**REQUIRED WORK:** A single figure is expected: how many lines of the data that follows contain the word "below".

** INFORMATION PROVIDED follows **

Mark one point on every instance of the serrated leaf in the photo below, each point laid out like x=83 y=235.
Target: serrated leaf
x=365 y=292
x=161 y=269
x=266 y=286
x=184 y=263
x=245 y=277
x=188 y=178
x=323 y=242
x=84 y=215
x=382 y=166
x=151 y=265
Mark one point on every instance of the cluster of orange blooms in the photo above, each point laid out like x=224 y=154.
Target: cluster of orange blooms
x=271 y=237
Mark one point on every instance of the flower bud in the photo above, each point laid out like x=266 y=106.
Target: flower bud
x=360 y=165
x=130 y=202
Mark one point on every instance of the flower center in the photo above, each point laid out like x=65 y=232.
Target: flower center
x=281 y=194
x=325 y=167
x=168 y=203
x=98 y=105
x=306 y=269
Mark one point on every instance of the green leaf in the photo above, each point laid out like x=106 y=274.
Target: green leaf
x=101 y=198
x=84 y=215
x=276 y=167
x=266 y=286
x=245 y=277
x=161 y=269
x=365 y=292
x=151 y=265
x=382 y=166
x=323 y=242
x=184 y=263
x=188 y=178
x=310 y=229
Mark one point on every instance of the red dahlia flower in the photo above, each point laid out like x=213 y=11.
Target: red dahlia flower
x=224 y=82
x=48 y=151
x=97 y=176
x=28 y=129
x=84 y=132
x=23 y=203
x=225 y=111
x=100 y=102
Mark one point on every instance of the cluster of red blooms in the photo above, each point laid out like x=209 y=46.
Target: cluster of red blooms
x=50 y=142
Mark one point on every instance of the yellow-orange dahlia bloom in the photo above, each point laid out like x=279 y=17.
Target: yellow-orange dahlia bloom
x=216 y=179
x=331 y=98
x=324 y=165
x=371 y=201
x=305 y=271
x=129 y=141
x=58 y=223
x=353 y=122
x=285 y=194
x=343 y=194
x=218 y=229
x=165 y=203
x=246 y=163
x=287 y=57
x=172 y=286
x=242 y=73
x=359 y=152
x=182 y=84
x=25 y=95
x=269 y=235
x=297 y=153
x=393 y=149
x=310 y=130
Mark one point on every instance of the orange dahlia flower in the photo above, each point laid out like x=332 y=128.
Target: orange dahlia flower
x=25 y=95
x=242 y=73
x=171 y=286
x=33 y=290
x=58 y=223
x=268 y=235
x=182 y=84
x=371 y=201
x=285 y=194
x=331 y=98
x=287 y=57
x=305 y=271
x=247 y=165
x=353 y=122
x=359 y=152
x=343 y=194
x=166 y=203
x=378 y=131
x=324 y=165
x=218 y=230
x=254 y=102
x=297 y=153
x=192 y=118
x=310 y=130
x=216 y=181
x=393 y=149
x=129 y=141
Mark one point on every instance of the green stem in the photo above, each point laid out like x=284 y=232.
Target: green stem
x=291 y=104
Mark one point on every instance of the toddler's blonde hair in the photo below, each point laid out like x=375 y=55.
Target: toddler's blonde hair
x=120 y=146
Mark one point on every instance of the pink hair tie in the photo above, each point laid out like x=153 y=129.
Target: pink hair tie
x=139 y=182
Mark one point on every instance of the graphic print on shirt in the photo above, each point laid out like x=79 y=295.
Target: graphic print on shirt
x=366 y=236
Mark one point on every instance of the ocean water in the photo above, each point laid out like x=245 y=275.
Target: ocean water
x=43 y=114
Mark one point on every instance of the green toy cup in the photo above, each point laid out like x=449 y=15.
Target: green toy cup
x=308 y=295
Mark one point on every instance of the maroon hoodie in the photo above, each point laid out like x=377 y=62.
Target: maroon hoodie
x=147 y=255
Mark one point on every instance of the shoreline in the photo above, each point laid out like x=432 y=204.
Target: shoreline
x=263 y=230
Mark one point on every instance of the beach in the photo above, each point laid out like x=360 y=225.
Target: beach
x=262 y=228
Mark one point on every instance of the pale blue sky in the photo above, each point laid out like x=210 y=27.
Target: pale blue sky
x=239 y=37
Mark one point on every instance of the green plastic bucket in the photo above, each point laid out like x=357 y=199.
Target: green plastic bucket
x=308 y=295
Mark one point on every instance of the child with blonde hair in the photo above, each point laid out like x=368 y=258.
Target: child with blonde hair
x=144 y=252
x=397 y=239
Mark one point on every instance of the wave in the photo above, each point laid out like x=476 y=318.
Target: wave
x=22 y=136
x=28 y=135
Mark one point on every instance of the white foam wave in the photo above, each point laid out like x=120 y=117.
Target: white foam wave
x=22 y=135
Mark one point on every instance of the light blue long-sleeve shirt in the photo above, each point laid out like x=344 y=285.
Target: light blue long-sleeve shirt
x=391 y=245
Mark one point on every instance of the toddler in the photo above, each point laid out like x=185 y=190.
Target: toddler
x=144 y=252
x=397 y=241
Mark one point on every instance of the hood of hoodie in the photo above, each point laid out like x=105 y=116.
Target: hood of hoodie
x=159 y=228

** End of INFORMATION PROVIDED **

**EXERCISE RESPONSE:** 2